GOAL
Please convert the lines below into a numbered list, leaving out any blank lines.

PROVIDED MATERIAL
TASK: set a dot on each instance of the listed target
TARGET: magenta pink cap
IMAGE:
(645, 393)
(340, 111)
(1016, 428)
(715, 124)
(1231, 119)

WRITTEN RESPONSE
1. TASK: set a dot on each instance of the listed target
2. TARGET: magenta pink cap
3. IMAGE:
4. (645, 393)
5. (340, 111)
6. (1016, 428)
7. (715, 124)
8. (1231, 119)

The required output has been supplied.